Short problem =>
Return exactly the span of lines that opens with the line containing "Task: put a point on every instance of the green" and closes with the last line of the data, inclusive.

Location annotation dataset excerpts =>
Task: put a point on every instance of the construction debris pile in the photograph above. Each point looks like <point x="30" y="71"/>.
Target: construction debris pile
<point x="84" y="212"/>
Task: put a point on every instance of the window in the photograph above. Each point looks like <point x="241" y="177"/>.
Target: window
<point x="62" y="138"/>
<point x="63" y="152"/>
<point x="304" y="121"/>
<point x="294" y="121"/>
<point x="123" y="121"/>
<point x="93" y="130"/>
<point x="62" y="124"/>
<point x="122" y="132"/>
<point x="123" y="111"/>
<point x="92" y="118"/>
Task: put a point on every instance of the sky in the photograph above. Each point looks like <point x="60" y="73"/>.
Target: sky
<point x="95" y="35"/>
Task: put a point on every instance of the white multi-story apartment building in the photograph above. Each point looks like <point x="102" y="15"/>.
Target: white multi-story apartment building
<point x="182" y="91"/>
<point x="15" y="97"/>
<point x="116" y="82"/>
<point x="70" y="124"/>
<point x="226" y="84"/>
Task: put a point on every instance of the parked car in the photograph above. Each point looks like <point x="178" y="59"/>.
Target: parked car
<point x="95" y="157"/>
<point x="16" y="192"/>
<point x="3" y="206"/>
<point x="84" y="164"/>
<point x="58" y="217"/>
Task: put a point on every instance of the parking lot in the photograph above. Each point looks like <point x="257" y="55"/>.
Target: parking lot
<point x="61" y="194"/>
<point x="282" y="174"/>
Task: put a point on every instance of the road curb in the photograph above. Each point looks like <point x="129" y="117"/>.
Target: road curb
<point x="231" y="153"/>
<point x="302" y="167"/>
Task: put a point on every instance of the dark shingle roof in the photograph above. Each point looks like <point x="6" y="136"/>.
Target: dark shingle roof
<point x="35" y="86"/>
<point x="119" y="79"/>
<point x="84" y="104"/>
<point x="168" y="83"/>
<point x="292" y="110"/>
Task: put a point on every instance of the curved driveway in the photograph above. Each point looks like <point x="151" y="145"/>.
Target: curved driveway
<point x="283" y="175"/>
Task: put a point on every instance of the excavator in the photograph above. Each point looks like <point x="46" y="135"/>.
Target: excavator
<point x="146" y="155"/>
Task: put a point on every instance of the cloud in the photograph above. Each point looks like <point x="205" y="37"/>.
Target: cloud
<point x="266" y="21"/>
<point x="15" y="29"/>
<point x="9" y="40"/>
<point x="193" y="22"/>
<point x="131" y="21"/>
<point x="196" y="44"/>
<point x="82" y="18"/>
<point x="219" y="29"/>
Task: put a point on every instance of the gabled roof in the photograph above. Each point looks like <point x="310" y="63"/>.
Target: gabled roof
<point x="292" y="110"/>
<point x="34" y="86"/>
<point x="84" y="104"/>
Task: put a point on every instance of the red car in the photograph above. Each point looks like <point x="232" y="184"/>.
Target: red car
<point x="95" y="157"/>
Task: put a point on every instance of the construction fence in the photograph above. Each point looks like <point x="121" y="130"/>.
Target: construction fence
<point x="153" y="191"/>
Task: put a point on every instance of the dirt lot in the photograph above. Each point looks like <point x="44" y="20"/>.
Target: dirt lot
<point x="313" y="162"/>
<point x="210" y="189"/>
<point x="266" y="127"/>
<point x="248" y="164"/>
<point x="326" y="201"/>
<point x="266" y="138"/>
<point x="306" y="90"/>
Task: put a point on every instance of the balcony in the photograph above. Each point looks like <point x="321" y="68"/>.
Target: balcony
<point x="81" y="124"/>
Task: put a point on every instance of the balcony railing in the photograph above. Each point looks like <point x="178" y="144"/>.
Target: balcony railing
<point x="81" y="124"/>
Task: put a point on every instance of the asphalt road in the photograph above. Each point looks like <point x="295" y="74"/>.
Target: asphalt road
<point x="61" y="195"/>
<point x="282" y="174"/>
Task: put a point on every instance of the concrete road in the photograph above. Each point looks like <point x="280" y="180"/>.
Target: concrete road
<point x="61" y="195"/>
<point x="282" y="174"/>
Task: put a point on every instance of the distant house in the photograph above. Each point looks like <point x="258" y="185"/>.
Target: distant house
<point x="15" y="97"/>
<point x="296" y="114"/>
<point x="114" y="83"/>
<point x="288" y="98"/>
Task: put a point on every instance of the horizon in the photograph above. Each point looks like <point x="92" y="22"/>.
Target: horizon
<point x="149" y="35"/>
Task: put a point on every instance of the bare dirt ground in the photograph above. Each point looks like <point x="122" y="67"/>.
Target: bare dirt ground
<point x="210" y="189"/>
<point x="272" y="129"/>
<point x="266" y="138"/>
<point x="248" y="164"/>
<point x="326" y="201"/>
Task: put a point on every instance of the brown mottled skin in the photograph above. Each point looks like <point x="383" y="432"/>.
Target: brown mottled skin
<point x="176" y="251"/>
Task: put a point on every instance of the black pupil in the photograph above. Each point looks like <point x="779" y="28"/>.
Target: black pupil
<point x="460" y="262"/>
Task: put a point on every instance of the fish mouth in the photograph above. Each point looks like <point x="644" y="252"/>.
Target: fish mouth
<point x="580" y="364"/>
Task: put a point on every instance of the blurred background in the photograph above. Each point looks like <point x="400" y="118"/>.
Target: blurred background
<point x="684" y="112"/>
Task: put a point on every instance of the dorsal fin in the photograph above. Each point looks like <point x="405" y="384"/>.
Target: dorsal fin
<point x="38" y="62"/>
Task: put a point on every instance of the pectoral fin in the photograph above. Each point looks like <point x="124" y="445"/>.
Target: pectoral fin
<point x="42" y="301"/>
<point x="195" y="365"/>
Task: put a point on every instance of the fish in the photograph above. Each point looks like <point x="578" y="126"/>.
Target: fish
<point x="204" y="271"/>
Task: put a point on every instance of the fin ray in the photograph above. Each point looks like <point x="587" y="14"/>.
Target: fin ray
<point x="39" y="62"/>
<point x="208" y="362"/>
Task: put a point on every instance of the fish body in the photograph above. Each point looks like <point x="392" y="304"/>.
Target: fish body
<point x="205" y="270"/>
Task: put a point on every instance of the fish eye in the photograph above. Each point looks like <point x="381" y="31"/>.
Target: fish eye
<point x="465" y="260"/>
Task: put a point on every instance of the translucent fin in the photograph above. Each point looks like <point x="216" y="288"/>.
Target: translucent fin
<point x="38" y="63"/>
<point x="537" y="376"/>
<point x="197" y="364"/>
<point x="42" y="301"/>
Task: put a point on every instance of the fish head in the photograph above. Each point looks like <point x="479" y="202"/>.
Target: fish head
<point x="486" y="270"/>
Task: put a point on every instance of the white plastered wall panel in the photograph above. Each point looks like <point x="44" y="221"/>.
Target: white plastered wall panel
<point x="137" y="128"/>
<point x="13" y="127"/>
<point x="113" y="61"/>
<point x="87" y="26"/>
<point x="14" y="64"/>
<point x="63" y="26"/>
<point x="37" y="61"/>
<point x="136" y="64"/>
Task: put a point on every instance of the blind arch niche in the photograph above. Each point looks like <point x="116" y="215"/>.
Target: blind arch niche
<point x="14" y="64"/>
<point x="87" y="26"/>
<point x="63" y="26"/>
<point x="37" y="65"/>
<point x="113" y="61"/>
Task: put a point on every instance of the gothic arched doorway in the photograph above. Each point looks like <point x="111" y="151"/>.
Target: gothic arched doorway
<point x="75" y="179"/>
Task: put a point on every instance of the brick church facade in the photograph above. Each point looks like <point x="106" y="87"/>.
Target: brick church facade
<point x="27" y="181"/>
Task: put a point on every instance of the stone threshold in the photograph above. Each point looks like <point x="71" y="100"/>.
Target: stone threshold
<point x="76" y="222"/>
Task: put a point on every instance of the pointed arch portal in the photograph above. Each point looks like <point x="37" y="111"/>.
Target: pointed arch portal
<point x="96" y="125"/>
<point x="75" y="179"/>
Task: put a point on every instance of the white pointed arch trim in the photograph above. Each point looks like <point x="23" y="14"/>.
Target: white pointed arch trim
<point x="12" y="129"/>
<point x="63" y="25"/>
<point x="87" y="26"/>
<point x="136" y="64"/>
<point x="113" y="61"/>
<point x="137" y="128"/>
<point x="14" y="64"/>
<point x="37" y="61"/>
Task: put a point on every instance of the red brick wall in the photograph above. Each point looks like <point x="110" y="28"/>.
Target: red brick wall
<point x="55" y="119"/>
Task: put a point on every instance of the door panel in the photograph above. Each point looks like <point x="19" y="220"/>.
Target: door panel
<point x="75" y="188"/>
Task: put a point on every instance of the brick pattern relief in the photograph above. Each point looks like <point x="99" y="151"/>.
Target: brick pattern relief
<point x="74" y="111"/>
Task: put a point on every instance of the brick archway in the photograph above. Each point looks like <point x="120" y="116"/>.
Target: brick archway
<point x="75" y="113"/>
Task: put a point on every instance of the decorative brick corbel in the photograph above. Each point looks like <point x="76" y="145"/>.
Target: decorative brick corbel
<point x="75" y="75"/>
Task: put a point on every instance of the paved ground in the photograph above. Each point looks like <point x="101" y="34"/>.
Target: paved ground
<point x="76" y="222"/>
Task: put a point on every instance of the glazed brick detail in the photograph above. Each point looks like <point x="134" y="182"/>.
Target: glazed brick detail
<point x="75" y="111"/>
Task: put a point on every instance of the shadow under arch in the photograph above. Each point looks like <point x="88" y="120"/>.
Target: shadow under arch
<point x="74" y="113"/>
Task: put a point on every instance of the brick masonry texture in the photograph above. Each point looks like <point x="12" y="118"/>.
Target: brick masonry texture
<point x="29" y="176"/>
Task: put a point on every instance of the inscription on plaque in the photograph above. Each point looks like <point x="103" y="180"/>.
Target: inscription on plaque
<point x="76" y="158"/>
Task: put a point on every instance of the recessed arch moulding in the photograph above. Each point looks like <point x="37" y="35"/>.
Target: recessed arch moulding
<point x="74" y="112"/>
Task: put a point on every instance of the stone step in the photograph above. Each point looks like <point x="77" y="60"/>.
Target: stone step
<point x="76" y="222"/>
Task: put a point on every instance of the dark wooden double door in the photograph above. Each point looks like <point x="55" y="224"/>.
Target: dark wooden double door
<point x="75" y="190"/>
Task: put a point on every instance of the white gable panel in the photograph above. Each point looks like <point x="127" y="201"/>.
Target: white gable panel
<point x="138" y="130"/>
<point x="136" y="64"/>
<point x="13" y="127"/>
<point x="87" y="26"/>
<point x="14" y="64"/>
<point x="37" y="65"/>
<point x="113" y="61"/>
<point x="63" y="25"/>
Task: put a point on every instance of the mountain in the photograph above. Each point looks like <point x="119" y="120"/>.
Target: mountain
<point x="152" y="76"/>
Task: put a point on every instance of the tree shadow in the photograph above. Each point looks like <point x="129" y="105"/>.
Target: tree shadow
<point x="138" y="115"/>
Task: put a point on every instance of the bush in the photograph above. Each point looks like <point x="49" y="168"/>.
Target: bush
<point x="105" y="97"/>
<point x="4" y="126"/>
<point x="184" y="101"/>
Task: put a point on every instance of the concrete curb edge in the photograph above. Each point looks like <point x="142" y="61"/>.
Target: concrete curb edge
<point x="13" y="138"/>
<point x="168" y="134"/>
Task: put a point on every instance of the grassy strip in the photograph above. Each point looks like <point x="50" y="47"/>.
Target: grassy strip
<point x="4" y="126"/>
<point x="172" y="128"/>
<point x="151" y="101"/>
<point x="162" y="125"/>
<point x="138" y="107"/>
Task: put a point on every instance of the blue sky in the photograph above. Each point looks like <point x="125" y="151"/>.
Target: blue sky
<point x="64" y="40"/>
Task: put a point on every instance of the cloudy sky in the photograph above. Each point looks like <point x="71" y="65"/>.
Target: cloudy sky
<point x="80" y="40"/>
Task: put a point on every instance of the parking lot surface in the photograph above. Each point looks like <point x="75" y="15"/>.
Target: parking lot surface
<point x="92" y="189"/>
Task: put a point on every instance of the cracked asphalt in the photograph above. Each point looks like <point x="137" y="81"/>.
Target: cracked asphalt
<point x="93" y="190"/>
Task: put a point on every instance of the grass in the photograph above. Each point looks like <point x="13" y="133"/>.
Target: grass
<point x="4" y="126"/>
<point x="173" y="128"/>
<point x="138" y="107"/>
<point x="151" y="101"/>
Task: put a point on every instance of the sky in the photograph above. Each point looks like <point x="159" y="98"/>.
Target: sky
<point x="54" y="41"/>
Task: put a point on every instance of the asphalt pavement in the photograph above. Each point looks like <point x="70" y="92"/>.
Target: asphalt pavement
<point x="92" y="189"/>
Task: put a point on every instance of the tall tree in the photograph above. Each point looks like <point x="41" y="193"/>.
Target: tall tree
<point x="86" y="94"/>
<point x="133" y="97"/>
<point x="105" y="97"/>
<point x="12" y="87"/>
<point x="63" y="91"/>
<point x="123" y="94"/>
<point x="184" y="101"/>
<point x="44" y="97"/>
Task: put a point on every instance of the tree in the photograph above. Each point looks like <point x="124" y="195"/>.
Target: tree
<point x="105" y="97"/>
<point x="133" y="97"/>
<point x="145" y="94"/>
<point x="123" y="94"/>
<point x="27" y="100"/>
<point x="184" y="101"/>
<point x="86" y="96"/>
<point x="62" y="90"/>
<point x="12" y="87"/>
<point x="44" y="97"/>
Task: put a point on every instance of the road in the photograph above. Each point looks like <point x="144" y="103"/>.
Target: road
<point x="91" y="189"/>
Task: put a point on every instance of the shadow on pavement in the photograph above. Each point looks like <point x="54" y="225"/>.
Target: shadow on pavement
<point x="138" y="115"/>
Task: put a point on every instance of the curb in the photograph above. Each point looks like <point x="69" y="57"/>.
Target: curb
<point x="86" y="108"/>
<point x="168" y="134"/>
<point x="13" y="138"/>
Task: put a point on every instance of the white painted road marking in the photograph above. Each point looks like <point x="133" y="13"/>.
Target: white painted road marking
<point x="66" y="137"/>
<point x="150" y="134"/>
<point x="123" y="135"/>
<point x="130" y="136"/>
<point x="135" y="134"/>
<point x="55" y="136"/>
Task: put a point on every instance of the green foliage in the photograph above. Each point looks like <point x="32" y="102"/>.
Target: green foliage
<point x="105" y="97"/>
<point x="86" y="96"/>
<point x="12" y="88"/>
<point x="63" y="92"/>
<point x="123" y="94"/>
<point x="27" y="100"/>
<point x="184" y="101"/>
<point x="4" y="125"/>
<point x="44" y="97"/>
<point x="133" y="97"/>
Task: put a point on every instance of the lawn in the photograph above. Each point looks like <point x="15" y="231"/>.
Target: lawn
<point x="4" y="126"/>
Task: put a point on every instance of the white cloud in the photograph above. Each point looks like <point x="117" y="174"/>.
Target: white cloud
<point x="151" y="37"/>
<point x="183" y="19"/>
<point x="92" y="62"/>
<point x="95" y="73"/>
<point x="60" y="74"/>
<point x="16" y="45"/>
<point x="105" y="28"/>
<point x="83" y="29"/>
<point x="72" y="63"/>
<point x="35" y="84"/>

Solution for this problem =>
Task: put a point on every instance of the green foliage in the photograph above. Each point looks like <point x="32" y="102"/>.
Target: green foliage
<point x="105" y="97"/>
<point x="86" y="96"/>
<point x="12" y="88"/>
<point x="63" y="92"/>
<point x="123" y="94"/>
<point x="27" y="100"/>
<point x="184" y="101"/>
<point x="4" y="125"/>
<point x="44" y="97"/>
<point x="133" y="97"/>
Task: put a point on every instance of the lawn in the photograph above. Each point looks like <point x="15" y="231"/>.
Target: lawn
<point x="4" y="126"/>
Task: put a point on every instance of the white cloud in the photograph above. Each point looks like <point x="117" y="174"/>.
Target: white cloud
<point x="151" y="37"/>
<point x="183" y="19"/>
<point x="92" y="62"/>
<point x="95" y="73"/>
<point x="60" y="74"/>
<point x="16" y="45"/>
<point x="105" y="28"/>
<point x="83" y="29"/>
<point x="72" y="63"/>
<point x="35" y="84"/>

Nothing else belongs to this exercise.